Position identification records
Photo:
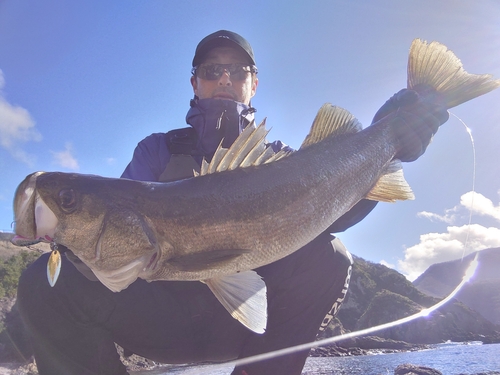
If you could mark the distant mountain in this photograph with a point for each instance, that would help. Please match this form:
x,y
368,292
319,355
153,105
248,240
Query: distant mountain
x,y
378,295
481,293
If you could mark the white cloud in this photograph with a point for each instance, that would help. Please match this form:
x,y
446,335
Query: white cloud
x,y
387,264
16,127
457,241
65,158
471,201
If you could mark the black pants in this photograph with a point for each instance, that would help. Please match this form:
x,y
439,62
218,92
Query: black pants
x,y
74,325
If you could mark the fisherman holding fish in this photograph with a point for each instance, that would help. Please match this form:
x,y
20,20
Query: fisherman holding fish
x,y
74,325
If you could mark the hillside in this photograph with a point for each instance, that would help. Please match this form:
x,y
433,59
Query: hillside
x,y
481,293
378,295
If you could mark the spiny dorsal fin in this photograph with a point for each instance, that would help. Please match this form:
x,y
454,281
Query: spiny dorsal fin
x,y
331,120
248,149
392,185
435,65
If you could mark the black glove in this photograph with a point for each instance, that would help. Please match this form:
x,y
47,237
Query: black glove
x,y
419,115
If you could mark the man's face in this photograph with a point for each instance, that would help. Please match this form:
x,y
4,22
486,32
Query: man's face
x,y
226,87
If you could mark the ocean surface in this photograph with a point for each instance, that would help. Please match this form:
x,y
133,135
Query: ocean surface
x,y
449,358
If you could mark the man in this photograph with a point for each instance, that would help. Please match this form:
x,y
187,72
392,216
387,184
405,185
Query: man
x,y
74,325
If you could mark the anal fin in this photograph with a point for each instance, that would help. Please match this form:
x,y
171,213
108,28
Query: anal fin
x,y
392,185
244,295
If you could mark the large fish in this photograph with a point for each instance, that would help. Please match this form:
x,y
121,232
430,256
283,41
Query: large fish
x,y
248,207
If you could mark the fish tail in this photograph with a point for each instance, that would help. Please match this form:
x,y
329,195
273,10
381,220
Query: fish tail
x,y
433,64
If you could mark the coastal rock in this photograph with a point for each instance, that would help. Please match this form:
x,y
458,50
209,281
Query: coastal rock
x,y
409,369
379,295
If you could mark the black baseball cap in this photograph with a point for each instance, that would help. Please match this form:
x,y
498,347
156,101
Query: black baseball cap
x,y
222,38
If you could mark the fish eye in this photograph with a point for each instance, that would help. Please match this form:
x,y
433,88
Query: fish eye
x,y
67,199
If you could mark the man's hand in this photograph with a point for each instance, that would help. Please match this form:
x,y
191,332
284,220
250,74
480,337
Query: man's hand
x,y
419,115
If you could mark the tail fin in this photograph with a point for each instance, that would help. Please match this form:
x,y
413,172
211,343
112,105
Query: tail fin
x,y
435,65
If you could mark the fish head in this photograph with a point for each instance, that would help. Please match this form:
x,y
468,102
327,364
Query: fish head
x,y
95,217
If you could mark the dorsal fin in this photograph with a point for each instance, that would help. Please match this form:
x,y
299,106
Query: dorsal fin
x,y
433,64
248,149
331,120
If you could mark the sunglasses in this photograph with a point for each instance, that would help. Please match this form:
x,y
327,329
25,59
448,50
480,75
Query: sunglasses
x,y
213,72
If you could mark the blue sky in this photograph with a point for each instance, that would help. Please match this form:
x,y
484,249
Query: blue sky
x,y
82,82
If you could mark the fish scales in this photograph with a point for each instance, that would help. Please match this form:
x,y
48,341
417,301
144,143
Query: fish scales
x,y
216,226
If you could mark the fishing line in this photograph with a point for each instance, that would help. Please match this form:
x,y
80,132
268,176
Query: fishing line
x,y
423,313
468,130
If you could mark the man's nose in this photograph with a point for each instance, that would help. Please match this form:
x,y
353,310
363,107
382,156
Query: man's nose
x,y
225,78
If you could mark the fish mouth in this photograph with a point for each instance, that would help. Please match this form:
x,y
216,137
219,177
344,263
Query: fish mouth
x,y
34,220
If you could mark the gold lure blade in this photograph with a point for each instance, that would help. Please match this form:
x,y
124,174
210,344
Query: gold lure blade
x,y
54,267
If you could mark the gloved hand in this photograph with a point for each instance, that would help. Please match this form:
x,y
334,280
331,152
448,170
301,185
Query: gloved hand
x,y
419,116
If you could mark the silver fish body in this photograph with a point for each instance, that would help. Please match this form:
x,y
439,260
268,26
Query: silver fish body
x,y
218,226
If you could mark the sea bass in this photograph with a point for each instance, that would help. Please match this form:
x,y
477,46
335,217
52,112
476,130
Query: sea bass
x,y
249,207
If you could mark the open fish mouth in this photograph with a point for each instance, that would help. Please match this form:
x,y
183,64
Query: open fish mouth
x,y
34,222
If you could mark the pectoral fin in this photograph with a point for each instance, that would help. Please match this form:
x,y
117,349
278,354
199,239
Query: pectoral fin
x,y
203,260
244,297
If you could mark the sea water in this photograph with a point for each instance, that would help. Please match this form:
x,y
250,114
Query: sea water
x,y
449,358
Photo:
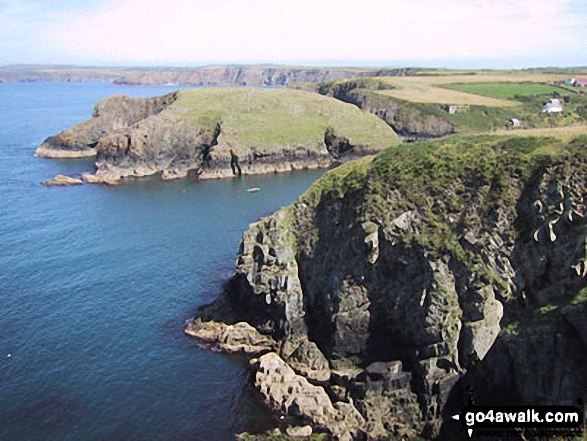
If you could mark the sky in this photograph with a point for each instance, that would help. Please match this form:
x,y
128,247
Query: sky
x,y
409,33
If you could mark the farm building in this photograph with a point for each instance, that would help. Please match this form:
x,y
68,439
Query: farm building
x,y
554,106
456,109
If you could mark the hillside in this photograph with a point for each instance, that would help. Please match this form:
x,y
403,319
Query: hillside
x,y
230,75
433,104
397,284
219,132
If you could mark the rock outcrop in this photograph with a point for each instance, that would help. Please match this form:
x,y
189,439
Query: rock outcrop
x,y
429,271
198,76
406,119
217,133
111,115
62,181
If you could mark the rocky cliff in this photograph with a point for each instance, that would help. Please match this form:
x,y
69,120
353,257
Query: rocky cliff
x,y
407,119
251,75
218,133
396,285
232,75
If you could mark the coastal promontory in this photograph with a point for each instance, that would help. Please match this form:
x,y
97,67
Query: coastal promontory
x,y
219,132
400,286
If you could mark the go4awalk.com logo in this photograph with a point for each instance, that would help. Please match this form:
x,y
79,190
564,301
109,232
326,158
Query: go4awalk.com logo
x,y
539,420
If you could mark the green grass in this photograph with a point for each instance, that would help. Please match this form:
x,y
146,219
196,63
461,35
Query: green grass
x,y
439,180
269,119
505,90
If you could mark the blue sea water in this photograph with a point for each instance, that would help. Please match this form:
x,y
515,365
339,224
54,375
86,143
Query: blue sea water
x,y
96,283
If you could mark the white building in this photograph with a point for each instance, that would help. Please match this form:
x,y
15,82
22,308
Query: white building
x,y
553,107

SET TASK: Everything from the line that contains "If you could mark the farm" through the end of the records must be duplicated exactly, and nothing outside that range.

THE RESULT:
If you could mark the farm building in this photograph with a point for each instance, that would help. Please match this form:
x,y
68,439
Query: farm building
x,y
554,106
456,109
If you could mark the hillside in this photograph with a point for each instance, that would help. Please match this form:
x,y
403,319
Query: hillside
x,y
230,75
433,104
397,284
219,132
If you could mark the rock outcrop in this photograph with a point for each instance, that would help. Please match this form:
x,y
189,439
Query: rock outcrop
x,y
429,271
198,76
406,119
217,133
111,115
62,181
If you could mark the rocky cliff in this photograph with a point for each instance, that would help. Please match this form:
x,y
69,120
353,257
Query: rocky cliff
x,y
407,119
251,75
218,133
396,285
232,75
If you could mark the coastal promontory in this photograph with a point for each instance, that would help. Please match this form:
x,y
97,67
Query: coastal promontory
x,y
219,132
400,286
If you could mark the go4awalk.com logo in this photograph with a point for each instance, that would help. Please match this form:
x,y
79,190
564,301
109,232
326,158
Query: go4awalk.com logo
x,y
539,420
If you could mark the green grass in this photograph with a point for each instance, that would help. Please match this form:
x,y
146,219
196,63
461,35
Query: green grass
x,y
439,180
269,119
505,90
If you could mark the blue sea water in this photograph with a point for each instance, that would help. Please match this form:
x,y
515,365
339,224
54,375
86,143
Query: blue sea water
x,y
96,283
If you could mark the white building in this photograph with a point for each instance, that would help. Please match this form:
x,y
15,82
22,308
Query: white building
x,y
553,107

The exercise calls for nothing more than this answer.